• _Written instruction A_
For each statement below, say whether the blog post on academics and clothing agrees with it. Answer yes or no and quote the deciding words from the post. (i) The writer is putting up more than one post on the same day. (ii) The writer believes that clothes do not matter. (iii) Jensen's article raises four categories the writer plans to follow.

• _Excerpt provided_
***

Mortar Boards and Blue Jeans
(yes, two posts in one day. But I am traveling next week, so if you like, you can stop reading now and reopen this next week to keep the basic rhythm)
This post dropped into my inbox last night surrounded by a bodyguard of outrage. How dare academics not well…wear stuffy tweed jackets with leather patches on the shoulder, I think.
Reading this article, I longed for the introduction of a sarcasm font, just so I could tell for sure whether or not this guy was serious. But on the off chance he is, let’s take it at face value.
That being said, this article is a gold mine of quotable quotes. My personal favourite would probably have to be this corker:
“There is something about the combination of denim and tenure that is inherently preposterous.”
Now, let me set my own position forth before we dive in any deeper. Clothes matter. First impressions count, and some snappy sartorial choices can send some very choice messages in certain situations, especially when out in ‘public’ or making a new acquaintance.
As a feminist, I can also argue (with historical reference) that this can be taken to an extreme which is detrimental to all involved in what is essentially a split-second non-verbal exchange. Lasch’s Culture of Narcissism was the 1980s advertising bible, which advocated the importance of surveillance, and especially self-surveillance, to make a lasting impression. But woman had been grappling with the implications of looking and being looked at since at least WWII, and possibly even earlier.
It sucks and it shouldn’t, but looks matter. Social scientists test this all the time, with social experiments that discover that ‘pretty’ girls get served before plain ones, well-dressed people can haggle a better price than scruffy ones, grad students assign more positive values to pictures of attractively presented bodies than to less attractive ones.
But that’s the generality. Let’s get back to specifics, namely academics. Should a penchant for demin negate the possibility of tenure? Jensen’s article raises five categories he takes issue with, so let’s follow those and see where they lead.

***

• _Written instruction B_
Count the lines of the records that contain the word "maintenance". Reply with the number only.

(Dataset entries)
***

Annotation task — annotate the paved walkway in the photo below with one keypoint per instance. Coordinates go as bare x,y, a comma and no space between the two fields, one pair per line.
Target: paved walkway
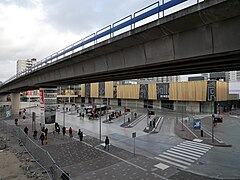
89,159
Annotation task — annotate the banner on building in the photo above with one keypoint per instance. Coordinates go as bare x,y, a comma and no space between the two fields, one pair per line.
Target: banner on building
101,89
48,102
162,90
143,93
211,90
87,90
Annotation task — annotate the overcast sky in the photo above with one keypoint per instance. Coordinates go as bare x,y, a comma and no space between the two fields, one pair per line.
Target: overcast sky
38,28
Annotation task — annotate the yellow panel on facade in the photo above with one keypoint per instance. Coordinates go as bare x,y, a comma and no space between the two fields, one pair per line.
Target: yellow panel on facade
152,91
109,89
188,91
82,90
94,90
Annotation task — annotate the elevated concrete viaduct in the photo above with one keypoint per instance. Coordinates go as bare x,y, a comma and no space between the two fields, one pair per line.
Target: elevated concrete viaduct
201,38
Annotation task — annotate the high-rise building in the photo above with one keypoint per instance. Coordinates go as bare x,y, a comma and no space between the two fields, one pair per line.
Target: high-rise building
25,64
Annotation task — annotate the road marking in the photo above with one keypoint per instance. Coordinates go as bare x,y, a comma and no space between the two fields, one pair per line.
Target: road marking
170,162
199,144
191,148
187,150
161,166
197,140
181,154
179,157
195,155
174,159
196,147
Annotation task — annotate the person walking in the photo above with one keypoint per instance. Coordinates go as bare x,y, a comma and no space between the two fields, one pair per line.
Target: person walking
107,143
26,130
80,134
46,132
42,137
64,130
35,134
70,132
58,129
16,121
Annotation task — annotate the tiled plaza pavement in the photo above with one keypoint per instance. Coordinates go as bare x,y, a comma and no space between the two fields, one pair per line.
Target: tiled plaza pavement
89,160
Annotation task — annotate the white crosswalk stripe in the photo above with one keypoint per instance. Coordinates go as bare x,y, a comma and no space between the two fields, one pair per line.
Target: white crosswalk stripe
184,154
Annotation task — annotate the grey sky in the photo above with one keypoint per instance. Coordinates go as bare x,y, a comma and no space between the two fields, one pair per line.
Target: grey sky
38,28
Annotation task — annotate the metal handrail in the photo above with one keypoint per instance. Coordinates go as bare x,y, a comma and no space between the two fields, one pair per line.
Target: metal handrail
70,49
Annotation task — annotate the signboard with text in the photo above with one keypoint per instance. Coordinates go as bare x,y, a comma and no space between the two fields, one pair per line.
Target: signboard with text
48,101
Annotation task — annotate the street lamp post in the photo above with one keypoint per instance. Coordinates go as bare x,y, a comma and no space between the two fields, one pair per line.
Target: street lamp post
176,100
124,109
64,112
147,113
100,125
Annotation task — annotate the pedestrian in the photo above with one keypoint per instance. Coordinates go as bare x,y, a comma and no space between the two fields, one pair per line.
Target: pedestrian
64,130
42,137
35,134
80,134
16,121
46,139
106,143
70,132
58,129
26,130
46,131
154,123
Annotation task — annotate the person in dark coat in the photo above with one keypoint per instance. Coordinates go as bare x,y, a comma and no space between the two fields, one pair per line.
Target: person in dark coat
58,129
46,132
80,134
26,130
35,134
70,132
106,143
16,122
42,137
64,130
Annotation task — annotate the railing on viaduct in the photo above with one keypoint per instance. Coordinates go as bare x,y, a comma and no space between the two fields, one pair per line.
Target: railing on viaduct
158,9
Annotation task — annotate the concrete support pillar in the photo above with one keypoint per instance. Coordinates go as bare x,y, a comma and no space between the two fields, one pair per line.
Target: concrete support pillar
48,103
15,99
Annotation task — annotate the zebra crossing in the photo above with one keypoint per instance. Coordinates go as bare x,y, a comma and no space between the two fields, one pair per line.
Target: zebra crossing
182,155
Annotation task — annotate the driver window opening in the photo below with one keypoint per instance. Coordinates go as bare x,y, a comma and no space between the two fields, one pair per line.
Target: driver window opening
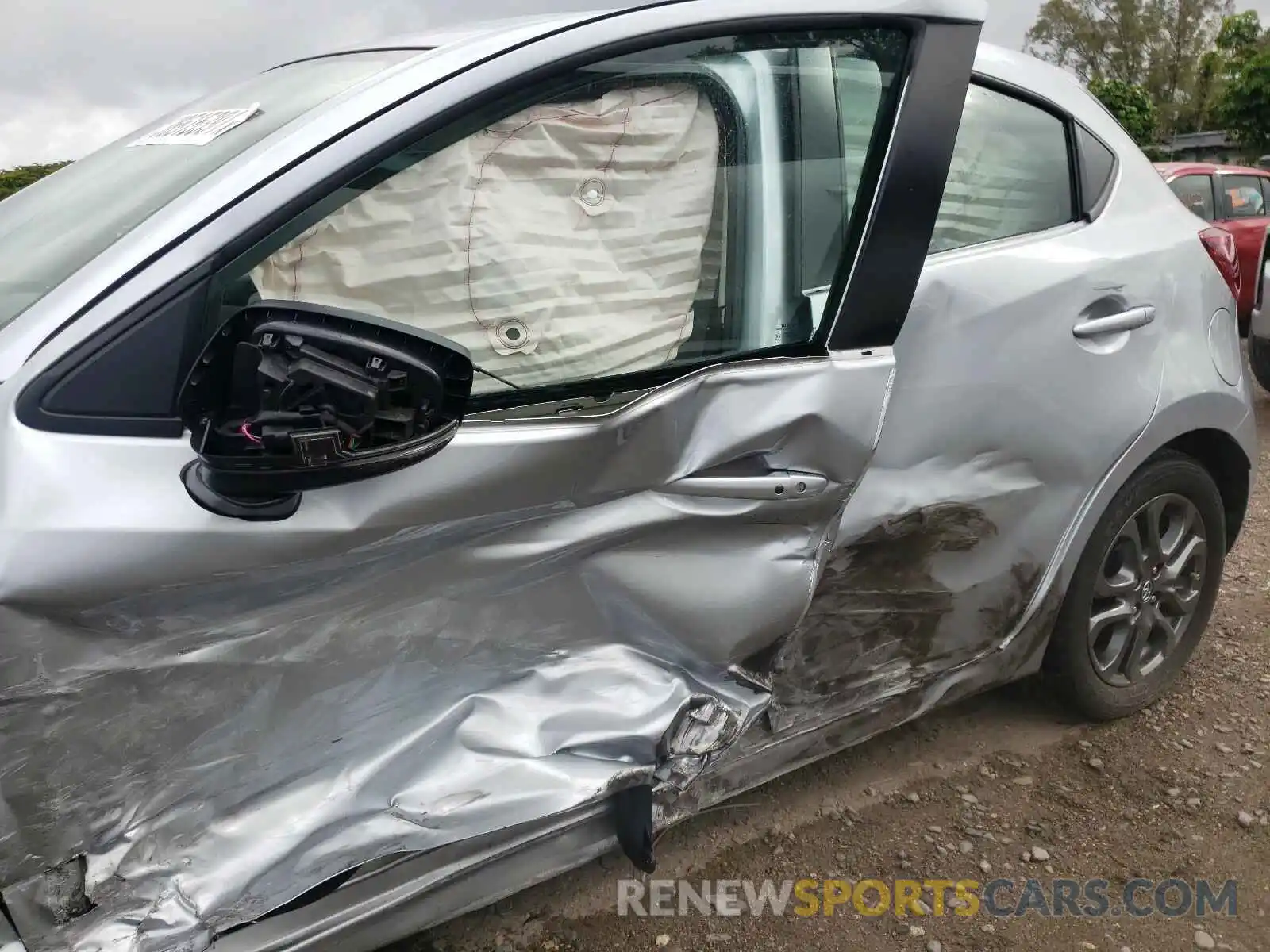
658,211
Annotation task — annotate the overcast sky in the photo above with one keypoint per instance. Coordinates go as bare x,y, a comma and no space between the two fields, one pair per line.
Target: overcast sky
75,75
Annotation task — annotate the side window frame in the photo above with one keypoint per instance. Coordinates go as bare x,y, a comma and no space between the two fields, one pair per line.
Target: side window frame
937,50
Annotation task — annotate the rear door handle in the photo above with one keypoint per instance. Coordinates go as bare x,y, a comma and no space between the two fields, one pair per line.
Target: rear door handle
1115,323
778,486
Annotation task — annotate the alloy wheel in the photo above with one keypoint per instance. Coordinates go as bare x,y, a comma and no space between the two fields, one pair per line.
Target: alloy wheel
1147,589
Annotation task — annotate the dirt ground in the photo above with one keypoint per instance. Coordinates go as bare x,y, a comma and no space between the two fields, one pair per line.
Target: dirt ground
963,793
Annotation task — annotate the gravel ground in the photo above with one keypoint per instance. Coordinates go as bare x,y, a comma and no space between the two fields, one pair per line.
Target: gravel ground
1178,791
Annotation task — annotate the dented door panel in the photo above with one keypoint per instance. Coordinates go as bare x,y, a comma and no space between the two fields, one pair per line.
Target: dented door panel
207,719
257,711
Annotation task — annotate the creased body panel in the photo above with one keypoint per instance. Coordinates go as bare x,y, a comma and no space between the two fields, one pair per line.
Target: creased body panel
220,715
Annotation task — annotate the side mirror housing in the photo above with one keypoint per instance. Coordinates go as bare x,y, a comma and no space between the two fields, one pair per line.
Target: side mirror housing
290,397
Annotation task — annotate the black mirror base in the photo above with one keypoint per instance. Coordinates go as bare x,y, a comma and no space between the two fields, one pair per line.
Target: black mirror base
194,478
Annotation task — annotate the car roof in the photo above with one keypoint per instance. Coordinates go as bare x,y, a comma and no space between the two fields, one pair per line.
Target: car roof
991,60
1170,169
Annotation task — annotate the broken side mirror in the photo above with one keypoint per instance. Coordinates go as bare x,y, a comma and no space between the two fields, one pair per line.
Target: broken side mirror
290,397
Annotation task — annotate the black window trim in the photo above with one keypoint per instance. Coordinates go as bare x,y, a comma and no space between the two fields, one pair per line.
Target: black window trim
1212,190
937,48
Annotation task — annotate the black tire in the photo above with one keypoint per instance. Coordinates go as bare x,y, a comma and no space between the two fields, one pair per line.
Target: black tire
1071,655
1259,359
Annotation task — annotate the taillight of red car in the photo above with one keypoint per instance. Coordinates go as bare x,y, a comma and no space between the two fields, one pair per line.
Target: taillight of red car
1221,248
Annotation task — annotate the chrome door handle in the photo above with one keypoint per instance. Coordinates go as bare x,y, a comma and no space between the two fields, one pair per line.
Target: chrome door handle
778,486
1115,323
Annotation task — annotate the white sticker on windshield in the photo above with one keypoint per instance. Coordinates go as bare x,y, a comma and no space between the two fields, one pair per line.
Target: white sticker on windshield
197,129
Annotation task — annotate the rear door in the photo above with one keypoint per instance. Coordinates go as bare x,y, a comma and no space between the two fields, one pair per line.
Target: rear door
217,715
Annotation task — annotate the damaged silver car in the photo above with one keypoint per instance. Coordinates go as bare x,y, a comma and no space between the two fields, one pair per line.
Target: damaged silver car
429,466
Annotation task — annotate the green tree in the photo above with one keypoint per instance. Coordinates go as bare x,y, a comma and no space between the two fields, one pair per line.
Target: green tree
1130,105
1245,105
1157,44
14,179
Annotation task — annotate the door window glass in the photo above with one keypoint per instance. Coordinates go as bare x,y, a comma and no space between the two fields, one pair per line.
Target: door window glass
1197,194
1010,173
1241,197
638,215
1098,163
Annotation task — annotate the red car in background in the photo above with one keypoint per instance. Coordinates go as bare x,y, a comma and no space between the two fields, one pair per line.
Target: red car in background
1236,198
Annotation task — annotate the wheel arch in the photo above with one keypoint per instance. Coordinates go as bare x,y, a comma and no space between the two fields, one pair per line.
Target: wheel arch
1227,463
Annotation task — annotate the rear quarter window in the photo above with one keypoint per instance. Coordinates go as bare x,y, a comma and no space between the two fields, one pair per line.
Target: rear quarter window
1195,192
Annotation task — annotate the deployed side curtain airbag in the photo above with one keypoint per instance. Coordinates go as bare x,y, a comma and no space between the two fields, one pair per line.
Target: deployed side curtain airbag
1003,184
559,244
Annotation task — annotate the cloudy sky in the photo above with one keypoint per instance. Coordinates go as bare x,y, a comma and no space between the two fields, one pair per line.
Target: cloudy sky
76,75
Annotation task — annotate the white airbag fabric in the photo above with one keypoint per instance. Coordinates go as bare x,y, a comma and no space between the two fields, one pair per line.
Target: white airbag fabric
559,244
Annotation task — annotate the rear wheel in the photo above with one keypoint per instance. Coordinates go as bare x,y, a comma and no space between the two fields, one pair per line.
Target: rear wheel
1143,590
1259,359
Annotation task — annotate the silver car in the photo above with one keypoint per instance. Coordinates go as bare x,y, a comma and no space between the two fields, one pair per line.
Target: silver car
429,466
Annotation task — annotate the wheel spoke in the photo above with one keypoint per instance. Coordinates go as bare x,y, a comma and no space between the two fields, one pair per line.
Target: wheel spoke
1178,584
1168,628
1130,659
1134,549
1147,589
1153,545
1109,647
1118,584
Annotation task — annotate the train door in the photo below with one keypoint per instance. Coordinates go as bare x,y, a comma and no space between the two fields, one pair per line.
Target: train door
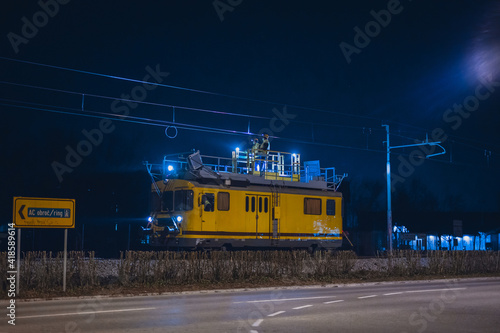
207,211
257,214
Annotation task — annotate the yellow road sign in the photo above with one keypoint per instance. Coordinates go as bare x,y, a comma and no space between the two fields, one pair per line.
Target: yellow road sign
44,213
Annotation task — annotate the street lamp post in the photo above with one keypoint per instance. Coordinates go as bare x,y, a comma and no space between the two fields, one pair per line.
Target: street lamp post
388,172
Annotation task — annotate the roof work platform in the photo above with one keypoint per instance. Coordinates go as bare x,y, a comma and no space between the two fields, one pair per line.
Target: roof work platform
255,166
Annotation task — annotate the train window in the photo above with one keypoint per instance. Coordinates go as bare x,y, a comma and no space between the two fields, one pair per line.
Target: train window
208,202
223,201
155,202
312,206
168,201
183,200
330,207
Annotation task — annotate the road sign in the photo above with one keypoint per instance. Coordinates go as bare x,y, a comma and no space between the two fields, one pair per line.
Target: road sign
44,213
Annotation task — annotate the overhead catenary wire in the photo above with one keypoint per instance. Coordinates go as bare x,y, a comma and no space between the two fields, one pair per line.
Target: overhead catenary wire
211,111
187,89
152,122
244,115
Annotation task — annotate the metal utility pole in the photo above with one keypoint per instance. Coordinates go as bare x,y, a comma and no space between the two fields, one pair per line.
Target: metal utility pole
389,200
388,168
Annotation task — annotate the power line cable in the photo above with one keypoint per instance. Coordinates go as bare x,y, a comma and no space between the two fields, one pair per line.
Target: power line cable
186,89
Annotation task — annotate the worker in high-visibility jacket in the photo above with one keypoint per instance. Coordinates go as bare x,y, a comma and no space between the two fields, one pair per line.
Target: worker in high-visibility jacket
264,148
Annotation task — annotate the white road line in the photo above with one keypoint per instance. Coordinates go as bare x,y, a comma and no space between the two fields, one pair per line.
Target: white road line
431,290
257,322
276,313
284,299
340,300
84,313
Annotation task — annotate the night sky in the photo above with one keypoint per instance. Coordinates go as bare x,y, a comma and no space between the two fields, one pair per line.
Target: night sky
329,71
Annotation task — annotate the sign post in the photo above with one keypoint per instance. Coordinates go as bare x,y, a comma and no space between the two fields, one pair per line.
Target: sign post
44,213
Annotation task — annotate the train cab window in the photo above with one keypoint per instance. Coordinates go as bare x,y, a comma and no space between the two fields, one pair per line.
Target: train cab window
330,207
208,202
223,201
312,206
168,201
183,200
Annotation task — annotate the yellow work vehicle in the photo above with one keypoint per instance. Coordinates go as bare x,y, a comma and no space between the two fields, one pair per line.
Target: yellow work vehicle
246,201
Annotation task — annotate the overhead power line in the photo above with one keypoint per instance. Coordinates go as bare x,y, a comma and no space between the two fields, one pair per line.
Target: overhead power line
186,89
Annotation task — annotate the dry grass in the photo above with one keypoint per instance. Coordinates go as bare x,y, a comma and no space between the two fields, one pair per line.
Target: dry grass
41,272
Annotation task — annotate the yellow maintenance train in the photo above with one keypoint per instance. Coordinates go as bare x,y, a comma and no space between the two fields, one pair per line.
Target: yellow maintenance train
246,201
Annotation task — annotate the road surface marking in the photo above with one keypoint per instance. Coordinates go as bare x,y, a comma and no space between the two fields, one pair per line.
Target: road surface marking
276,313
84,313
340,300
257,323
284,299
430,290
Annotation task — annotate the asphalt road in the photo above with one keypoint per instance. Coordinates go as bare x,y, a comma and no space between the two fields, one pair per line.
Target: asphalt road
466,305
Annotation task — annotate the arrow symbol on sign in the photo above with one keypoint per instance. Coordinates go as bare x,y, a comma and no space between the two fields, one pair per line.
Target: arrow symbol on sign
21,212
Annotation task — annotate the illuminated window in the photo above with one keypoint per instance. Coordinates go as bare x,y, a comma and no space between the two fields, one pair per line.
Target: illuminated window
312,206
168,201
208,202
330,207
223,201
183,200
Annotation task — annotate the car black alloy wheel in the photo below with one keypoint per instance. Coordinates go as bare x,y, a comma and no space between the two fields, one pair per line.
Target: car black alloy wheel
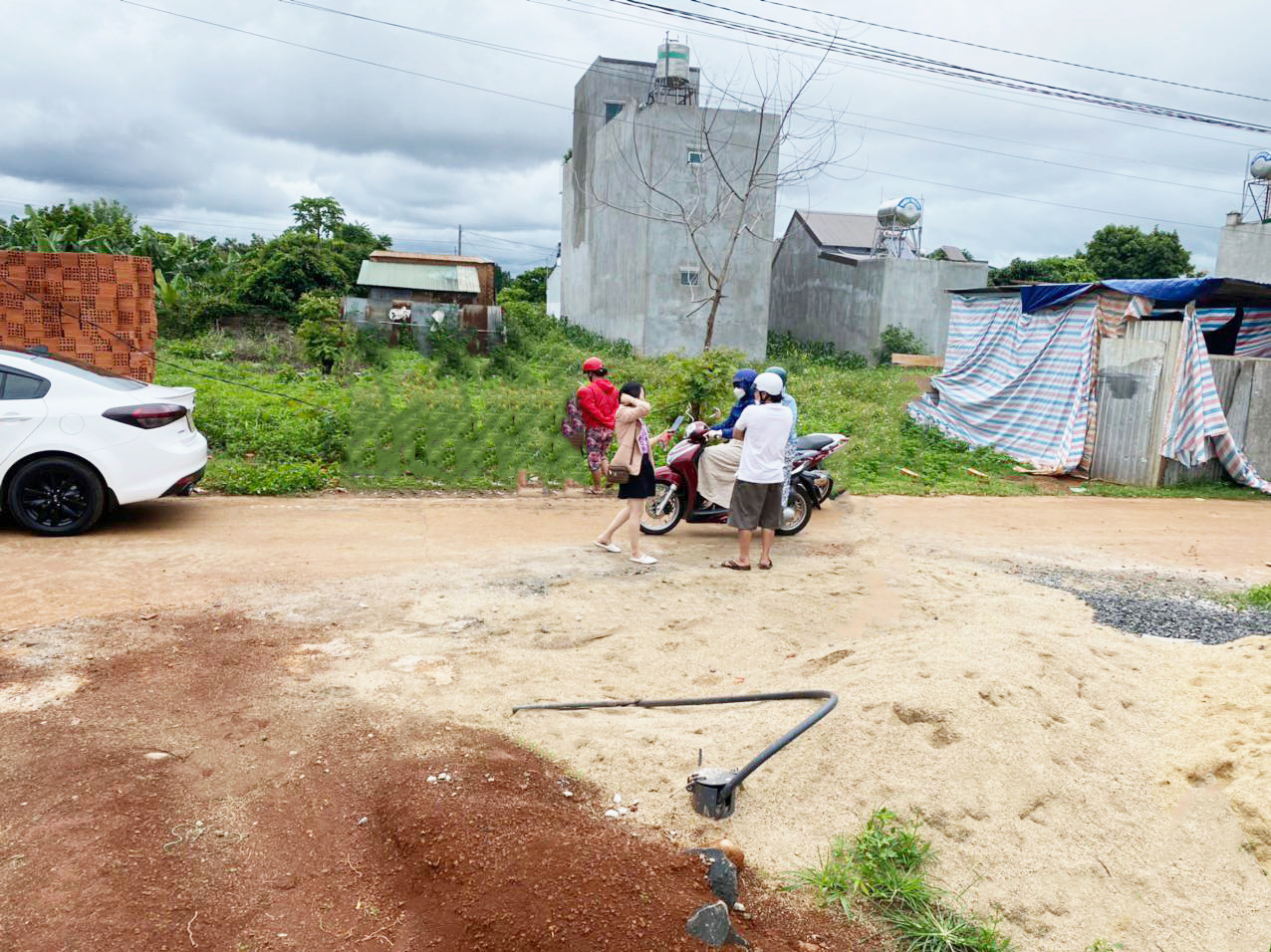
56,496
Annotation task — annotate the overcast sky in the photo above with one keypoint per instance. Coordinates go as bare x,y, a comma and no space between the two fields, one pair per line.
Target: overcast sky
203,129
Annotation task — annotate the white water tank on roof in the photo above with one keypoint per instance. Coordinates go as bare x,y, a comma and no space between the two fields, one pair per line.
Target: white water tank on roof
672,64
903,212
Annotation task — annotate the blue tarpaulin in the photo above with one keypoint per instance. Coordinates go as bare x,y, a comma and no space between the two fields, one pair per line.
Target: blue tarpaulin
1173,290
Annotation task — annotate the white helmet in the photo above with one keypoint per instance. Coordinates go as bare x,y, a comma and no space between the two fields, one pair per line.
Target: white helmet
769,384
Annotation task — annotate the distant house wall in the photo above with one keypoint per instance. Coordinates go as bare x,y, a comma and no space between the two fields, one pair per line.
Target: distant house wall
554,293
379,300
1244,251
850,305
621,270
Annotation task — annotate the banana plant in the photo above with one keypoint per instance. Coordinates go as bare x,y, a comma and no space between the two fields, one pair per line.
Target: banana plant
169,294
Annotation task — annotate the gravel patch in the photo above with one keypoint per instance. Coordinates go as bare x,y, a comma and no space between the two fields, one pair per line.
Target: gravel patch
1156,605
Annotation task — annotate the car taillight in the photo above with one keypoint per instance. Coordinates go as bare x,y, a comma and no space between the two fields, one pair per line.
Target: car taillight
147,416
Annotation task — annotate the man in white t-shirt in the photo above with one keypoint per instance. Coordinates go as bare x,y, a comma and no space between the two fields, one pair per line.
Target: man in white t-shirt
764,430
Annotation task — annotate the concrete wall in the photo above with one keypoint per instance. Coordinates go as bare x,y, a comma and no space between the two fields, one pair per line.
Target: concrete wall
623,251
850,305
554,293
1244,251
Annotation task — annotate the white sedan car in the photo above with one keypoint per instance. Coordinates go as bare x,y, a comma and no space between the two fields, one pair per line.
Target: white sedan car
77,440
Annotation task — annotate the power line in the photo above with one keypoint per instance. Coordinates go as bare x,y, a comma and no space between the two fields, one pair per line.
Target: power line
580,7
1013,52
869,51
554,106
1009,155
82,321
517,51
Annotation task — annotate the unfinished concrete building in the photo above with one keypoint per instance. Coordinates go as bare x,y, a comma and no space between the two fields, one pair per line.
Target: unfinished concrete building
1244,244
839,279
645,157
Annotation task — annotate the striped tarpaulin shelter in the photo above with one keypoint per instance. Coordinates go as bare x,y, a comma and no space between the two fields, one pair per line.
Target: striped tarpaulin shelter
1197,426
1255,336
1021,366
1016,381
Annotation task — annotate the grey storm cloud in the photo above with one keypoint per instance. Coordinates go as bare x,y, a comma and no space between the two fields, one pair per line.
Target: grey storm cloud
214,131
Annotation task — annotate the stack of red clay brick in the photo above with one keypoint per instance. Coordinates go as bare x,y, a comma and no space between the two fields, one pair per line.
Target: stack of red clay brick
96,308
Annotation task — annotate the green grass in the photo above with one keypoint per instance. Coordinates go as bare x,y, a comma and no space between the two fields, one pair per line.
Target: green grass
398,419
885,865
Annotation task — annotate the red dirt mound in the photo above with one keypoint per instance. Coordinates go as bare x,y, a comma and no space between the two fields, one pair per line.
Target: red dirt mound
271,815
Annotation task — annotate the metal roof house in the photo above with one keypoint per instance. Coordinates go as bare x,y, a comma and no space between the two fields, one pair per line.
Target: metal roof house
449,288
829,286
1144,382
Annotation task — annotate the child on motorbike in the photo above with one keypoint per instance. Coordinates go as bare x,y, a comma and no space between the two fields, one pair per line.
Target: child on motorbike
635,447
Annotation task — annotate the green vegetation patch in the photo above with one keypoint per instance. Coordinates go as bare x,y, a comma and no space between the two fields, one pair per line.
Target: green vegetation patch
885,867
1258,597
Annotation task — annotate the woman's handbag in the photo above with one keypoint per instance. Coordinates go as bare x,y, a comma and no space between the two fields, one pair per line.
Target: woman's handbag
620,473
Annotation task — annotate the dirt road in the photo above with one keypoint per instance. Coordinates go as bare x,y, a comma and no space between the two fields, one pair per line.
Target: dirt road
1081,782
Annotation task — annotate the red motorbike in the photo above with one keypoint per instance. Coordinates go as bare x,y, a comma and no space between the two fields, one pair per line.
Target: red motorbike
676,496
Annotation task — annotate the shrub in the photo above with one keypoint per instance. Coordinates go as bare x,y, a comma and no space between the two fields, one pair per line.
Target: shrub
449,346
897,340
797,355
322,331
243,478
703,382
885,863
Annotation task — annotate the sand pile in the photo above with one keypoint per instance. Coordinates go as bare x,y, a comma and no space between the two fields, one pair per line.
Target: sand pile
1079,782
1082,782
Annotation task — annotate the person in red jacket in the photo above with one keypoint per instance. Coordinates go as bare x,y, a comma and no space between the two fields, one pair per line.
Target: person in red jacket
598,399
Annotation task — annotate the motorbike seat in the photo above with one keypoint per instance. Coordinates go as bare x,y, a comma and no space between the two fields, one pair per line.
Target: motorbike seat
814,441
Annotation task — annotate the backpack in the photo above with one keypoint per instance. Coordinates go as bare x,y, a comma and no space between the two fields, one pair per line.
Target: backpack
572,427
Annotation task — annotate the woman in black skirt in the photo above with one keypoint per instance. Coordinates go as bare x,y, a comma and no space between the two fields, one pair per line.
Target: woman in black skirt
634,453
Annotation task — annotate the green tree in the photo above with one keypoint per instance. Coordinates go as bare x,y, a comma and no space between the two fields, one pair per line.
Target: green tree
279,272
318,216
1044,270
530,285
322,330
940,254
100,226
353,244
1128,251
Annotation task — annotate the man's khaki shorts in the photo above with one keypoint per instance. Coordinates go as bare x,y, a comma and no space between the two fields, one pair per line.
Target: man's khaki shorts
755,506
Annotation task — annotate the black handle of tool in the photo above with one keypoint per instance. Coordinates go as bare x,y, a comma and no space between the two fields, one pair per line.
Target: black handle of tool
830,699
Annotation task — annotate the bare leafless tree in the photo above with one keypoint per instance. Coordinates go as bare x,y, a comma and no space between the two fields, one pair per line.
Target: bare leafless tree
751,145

***

• _Written response A_
(i) Yes: "yes, two posts in one day."
(ii) No: "Clothes matter."
(iii) No: "Jensen’s article raises five categories he takes issue with"

• _Written response B_
2